Required work
Transcribe word for word the portion of the Early Years well-being summary below from "Yasmin Darling discusses" to "nurture staff well-being.".

Yasmin Darling discusses adopting a holistic approach in Early Years settings. She covers the importance of well-being as a foundation for learning, authentic vision and values, inclusive environments for neurodivergent children, meaningful CPD, and the three Is framework (Intent, Implementation, Impact). She recommedns reviewing whether your vision is understood and actionable by all staff, and implementing low-cost communication and acknowledgement strategies to nurture staff well-being.
Key takeaways
- Establish a shared, actionable setting vision:
Ensure the setting's vision is understandable, actionable, and appealing to all staff, not just leadership. Conduct workshops or role-play sessions to bring the vision to life and verify staff can articulate and apply it in practice. - Prioritise staff well-being as a prerequisite for child well-being:
Create nurturing physical and emotional spaces for staff, such as a welcoming staff room, to enable them to authentically support children. Leadership teams must recognise that staff who feel unsupported cannot consistently deliver emotionally enabling environments. - Implement low-cost staff acknowledgement practices:
Introduce regular public recognition of staff contributions, such as a weekly celebration shared via communication platforms with families and colleagues. This can be done at no financial cost using existing software and has demonstrated impact on staff morale and engagement. - Replace passive CPD with interactive, role-play-based learning:
Move away from solely e-learning formats and introduce role play, icebreakers, and peer-led activities to embed policies and values in a memorable way. Rotating responsibility for leading icebreakers among staff rooms increases engagement and builds confidence. - Create inclusive environments proactively for all neurotypes:
Rather than making reasonable adjustments reactively, design environments that are enabling for all children regardless of diagnosed or undiagnosed additional needs. Leadership should become comfortable with neurodivergence conversations so the setting culture normalises open discussion and reduces stigma. - Leverage communication platforms for cohesive community-building:
Use collaborative communication software to share the setting's methodology, values, and celebrations with all staff and families simultaneously, reducing misunderstandings and building a unified setting culture. This is especially valuable when not all staff can be in the same room at the same time.

Data shown
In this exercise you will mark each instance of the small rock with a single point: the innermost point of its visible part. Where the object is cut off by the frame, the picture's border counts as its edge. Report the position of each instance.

Answer
Yasmin Darling discusses adopting a holistic approach in Early Years settings. She covers the importance of well-being as a foundation for learning, authentic vision and values, inclusive environments for neurodivergent children, meaningful CPD, and the three Is framework (Intent, Implementation, Impact). She recommedns reviewing whether your vision is understood and actionable by all staff, and implementing low-cost communication and acknowledgement strategies to nurture staff well-being.